*** Supplied data Section Begins ***

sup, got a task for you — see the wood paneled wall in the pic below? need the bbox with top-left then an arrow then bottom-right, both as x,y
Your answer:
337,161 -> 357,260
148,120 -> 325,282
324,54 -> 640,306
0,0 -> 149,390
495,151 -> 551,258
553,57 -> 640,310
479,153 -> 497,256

*** Supplied data Section Ends ***

■ **What you will do**
Retype the entire listing without altering anything.

■ **Response to this exercise**
sup, got a task for you — see the wood paneled wall in the pic below? need the bbox with top-left then an arrow then bottom-right, both as x,y
Your answer:
337,161 -> 357,260
148,120 -> 325,282
324,54 -> 640,306
0,0 -> 149,390
495,151 -> 551,258
553,57 -> 640,310
479,153 -> 497,256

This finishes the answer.